In a bid to prevent friction with the United States, the
government plans to raise the hurdle for imposing emergency
curbs against beef imports, the Nihon Keizai financial daily
said.

Under the current safeguard system, higher tariffs would
automatically be imposed on beef if imports increase by more
than 17 percent year-on-year over a certain period, the paper
said.

This means that such curbs would likely be imposed as early
as next August if U.S. beef imports resume, it said.

The government is considering a change in which
current-year import levels would be to compared to levels over
the preceding three years rather than to year-ago levels, when
determining whether safeguards would be imposed, the paper
said.

The government plans to submit legislation to parliament
next year to make needed changes, it added.

Farm ministry officials were not immediately available for
comment.

....

→ **Brief 1**: Translate this sentence from the beef import article into Spanish: "Under the current safeguard system, higher tariffs would automatically be imposed on beef if imports increase by more than 17 percent year-on-year over a certain period, the paper said."
→ **Brief 2**: Pick up the article on beef import safeguards after its final sentence and continue it.

→ **Data excerpts**:
....

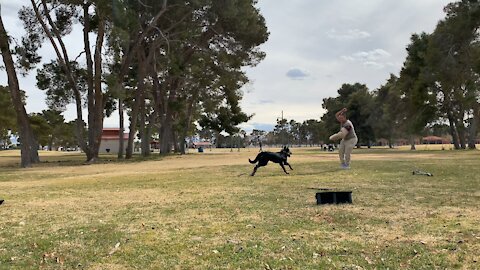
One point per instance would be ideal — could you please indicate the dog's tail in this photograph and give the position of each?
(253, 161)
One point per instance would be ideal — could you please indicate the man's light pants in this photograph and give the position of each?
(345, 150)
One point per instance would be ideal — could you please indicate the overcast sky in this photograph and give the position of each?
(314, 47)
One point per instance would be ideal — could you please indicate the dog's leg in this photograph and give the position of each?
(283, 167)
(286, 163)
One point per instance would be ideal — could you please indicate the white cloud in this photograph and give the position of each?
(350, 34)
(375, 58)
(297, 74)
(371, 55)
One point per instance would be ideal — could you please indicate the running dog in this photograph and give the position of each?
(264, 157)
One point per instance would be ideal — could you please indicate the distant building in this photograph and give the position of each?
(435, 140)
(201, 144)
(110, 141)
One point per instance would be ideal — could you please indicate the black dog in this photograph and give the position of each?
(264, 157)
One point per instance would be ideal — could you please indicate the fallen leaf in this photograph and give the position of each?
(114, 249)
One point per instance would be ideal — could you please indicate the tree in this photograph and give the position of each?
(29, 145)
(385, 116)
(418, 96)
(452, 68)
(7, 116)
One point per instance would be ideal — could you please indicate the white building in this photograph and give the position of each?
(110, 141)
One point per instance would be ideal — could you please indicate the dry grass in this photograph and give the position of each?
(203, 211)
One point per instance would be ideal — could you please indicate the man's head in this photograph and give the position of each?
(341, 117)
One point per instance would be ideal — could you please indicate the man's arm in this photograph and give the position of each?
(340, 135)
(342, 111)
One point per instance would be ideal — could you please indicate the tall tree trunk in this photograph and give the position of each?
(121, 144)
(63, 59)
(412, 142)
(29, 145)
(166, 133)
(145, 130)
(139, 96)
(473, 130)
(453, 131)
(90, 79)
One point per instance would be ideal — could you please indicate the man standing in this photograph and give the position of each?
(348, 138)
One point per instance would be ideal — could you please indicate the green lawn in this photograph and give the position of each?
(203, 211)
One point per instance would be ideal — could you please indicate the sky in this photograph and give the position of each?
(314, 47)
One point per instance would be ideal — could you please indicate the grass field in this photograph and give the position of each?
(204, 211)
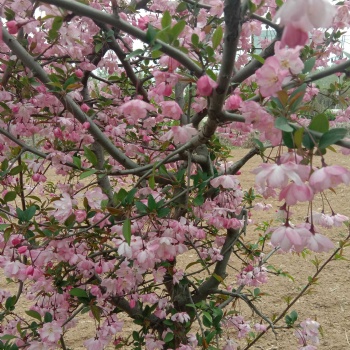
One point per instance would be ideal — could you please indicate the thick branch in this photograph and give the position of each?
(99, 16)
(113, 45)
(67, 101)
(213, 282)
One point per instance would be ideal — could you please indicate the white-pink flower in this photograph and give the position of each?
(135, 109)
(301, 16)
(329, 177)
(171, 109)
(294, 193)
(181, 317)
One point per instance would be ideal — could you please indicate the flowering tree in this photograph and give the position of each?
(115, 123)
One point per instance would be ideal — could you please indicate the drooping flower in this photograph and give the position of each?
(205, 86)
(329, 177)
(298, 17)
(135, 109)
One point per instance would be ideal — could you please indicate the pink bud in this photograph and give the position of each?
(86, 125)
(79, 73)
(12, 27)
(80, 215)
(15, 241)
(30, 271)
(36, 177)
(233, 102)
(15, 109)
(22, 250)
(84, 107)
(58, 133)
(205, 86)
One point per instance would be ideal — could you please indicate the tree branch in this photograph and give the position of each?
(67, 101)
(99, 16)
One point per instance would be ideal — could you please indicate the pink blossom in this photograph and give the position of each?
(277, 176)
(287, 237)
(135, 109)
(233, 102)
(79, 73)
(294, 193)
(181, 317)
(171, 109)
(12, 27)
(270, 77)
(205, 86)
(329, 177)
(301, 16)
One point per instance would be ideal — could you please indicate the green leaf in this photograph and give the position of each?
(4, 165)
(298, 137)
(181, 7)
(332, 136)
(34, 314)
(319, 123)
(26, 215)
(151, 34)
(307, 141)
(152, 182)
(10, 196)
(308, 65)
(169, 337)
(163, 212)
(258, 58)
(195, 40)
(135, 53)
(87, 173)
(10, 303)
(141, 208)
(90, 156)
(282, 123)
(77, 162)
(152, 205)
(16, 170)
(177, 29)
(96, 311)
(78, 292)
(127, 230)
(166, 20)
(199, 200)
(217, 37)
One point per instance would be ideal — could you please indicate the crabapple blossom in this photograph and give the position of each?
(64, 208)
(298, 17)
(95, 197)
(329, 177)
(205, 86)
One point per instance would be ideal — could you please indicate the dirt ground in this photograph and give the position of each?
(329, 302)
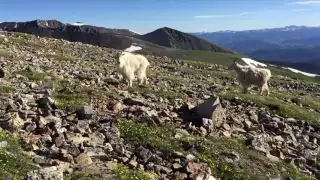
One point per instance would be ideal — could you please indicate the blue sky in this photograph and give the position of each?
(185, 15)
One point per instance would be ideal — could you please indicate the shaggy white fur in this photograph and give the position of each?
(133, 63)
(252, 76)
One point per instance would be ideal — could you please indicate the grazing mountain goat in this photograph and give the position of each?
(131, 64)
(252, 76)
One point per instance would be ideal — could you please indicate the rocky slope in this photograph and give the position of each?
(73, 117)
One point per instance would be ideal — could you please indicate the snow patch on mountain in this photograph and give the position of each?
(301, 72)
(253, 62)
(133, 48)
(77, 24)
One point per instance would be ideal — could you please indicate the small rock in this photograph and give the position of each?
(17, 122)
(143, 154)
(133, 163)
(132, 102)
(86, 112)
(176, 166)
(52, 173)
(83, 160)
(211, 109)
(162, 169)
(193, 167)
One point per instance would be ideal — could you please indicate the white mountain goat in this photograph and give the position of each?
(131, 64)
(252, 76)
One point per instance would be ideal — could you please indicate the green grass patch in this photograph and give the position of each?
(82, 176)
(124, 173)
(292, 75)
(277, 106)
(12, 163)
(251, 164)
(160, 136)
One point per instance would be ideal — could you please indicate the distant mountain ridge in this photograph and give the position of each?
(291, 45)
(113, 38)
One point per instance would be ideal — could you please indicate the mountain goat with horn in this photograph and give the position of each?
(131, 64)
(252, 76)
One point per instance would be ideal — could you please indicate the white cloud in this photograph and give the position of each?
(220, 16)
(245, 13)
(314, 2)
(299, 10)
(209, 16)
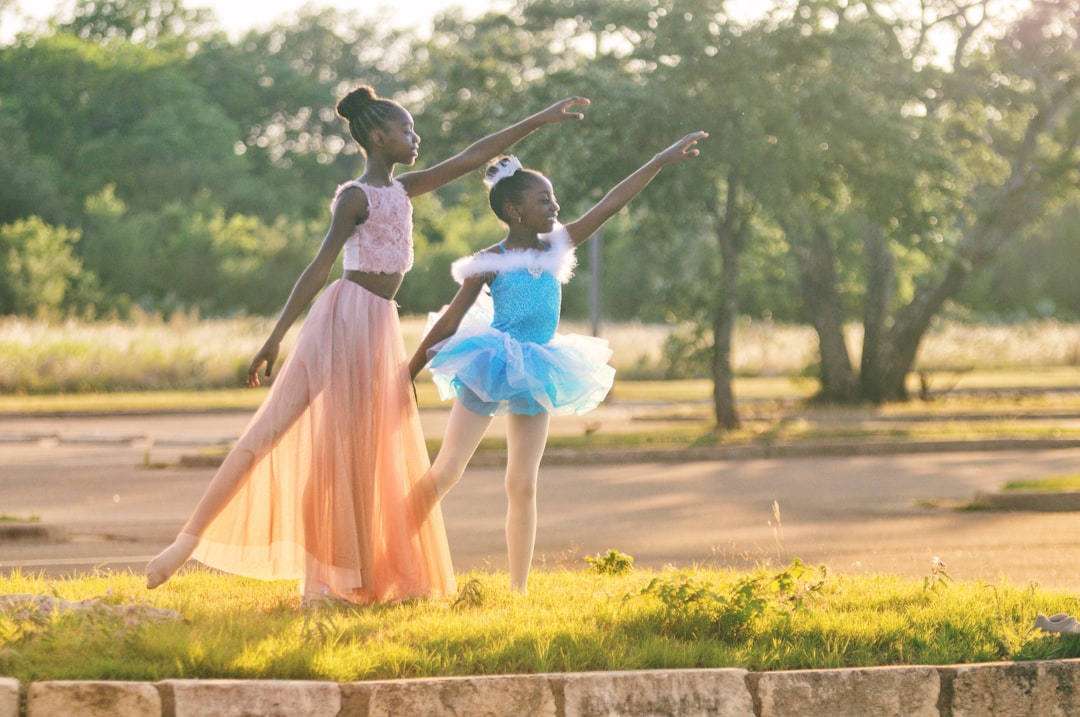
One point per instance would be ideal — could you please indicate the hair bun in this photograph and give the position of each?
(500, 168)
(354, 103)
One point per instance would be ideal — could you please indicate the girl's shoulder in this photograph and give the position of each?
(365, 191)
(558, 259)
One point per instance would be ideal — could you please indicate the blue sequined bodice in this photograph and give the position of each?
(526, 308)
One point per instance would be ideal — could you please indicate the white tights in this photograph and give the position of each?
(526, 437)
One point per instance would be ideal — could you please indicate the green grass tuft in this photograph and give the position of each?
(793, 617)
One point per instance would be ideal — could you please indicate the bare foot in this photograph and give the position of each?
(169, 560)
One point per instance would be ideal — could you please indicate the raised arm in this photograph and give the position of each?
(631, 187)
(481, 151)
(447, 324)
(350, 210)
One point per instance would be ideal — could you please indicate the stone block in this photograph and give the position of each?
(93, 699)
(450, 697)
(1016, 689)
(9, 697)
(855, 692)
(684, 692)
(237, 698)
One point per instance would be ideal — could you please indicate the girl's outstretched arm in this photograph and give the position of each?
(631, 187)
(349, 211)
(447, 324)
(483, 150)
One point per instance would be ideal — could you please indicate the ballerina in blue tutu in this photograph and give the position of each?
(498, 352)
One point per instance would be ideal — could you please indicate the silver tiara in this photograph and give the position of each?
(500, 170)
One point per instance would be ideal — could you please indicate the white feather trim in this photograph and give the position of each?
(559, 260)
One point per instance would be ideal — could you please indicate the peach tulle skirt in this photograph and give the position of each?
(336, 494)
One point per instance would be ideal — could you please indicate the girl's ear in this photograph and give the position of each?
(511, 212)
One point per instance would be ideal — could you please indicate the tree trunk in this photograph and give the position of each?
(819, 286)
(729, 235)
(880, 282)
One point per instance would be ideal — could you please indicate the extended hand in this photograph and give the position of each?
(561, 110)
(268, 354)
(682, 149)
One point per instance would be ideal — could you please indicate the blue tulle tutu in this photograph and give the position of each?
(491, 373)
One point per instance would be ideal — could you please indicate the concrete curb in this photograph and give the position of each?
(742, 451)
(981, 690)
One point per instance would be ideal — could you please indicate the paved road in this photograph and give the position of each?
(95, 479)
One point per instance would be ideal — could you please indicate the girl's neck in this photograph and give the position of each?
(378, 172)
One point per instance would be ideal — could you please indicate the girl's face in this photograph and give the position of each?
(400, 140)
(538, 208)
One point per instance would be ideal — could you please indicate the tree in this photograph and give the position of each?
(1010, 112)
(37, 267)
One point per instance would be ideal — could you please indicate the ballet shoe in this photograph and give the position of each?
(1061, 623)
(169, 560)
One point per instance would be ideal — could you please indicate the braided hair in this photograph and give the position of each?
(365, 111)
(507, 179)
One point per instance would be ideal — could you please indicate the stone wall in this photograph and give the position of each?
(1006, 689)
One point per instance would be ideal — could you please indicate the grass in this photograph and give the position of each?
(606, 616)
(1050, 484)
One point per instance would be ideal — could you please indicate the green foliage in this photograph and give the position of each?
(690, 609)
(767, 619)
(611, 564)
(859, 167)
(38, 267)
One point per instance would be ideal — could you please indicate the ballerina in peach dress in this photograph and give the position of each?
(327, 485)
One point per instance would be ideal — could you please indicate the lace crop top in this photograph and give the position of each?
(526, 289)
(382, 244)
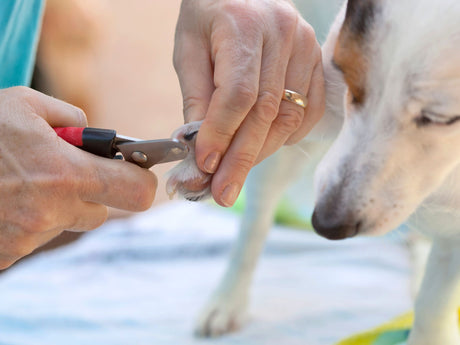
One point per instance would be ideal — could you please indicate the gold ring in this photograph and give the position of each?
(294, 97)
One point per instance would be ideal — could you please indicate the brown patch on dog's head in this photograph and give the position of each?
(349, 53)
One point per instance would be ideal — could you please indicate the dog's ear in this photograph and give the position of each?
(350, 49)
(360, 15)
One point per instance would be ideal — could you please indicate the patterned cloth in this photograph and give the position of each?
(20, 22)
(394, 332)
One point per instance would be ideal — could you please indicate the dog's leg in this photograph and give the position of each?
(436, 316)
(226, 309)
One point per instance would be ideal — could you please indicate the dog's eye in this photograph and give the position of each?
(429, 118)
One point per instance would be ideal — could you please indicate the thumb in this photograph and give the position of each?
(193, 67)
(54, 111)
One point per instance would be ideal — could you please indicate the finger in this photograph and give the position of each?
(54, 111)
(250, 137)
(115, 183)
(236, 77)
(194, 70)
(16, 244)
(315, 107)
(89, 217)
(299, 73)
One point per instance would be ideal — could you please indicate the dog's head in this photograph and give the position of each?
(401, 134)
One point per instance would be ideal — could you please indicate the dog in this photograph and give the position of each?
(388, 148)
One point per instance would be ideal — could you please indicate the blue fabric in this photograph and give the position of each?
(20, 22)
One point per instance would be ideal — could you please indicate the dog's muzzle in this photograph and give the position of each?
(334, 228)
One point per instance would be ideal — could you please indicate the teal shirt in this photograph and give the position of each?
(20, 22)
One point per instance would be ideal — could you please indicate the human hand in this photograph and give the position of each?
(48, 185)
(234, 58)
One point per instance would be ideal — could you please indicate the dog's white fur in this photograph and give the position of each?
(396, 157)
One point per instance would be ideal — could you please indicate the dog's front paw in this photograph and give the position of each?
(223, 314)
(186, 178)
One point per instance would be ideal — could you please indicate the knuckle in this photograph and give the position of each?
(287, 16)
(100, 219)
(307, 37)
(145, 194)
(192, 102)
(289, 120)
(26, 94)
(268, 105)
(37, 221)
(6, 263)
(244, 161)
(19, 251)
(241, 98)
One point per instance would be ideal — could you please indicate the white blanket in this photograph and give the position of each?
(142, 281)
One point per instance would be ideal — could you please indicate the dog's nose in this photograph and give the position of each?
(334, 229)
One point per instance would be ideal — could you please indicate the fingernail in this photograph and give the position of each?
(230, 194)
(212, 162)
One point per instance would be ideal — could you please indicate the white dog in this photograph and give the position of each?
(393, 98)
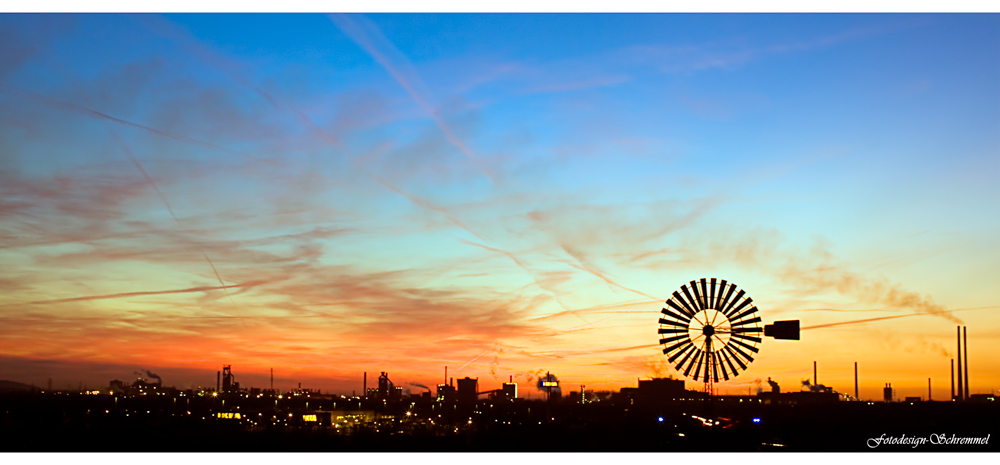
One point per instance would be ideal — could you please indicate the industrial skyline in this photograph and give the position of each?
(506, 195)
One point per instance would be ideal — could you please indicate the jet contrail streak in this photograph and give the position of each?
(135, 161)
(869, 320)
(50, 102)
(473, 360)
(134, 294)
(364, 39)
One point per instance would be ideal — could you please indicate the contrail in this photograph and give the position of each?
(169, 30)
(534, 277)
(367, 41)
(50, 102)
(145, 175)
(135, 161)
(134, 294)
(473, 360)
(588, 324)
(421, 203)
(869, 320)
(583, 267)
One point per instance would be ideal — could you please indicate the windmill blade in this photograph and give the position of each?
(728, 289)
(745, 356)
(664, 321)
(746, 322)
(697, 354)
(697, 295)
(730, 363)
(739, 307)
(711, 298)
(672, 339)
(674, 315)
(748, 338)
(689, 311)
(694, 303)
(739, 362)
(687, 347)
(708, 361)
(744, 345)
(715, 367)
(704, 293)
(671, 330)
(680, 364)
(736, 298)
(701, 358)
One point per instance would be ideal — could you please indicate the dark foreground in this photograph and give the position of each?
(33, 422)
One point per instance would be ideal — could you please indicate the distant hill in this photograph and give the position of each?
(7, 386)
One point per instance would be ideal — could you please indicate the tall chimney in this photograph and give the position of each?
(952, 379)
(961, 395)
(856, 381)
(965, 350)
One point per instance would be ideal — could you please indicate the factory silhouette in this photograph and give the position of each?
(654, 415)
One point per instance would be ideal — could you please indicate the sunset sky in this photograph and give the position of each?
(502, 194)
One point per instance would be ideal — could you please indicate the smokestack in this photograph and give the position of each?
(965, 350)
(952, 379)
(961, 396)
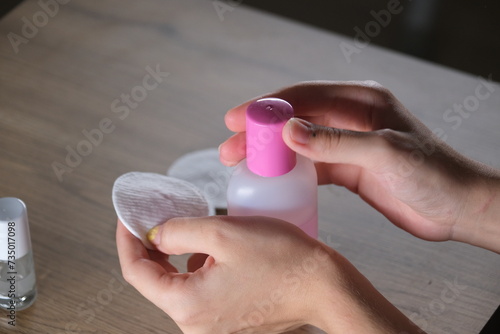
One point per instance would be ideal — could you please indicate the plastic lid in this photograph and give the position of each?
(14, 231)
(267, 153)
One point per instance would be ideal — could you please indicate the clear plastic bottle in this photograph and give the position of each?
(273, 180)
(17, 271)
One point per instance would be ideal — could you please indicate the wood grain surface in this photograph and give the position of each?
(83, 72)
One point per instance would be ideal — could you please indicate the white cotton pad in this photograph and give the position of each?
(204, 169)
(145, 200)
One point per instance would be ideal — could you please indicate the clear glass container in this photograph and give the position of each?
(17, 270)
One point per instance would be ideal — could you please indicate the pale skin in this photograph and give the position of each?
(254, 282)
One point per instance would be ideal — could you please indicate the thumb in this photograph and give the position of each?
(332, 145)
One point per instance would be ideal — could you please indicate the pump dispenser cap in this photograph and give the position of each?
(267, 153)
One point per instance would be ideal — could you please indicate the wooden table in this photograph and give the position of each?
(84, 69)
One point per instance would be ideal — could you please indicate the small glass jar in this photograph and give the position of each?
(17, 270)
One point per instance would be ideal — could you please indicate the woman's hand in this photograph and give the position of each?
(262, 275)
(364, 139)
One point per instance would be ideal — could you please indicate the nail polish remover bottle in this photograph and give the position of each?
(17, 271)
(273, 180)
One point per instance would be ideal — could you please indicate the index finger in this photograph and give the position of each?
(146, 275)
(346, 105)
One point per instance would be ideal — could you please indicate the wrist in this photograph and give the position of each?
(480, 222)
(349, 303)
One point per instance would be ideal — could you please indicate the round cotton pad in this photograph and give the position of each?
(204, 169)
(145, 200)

....

→ **Result 1**: Según el sistema de salvaguardia actual, se impondrían automáticamente aranceles más altos a la carne de vacuno si las importaciones aumentaran más del 17 por ciento interanual durante un período determinado, dijo el periódico.

→ **Result 2**:
The report came after Japan’s Food Safety Commission said
on Thursday it had approved the easing of a two-year government
ban on U.S. and Canadian beef, paving the way for partial
imports to resume this month.

Japanese media have reported that the government would
officially announce an easing of the ban on Monday.

Japan banned U.S. beef in December 2003 after the discovery
of the United States’ first case of mad cow disease, formally
known as bovine spongiform encephalopathy (BSE), halting annual
trade worth some $1.4 billion.

Drawn out negotiations over lifting it have irked U.S.
politicians, several of whom have called for retaliatory
sanctions on Japan if the ban is not removed.